### WHAT TO DO
As the answer, give a copy of each line below that includes the word "wall".

### DATA PROVIDED
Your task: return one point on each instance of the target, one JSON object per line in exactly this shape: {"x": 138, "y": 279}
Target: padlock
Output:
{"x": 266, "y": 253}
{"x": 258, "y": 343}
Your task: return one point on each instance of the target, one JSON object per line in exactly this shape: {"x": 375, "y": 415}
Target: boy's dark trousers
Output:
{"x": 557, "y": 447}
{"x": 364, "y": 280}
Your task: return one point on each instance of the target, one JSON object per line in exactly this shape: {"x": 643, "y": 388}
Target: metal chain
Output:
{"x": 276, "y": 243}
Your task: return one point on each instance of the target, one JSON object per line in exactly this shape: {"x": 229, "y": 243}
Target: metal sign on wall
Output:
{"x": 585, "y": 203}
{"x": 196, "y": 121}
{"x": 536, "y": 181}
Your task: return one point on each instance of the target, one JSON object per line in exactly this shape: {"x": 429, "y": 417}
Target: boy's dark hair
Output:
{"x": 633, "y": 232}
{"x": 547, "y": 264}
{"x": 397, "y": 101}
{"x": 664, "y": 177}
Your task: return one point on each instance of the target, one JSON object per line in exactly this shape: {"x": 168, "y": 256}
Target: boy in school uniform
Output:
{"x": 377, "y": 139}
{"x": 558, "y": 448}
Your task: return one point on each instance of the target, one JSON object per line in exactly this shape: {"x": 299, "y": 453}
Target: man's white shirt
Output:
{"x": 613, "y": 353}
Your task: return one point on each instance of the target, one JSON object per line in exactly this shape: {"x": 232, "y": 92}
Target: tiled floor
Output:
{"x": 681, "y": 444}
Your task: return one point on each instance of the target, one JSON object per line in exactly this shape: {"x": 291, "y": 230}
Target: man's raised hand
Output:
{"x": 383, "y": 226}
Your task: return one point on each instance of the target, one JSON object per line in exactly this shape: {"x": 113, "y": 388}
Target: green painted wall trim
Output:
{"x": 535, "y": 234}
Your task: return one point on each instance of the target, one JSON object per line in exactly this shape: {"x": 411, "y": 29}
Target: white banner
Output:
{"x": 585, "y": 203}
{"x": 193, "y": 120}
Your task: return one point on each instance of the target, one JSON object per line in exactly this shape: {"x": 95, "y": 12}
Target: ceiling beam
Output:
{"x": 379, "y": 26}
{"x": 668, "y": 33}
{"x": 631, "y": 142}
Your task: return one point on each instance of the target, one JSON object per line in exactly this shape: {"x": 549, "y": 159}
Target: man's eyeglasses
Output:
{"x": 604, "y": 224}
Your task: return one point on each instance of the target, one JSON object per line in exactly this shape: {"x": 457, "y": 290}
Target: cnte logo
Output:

### SOLUTION
Target: metal sign on wall
Target: green painted wall trim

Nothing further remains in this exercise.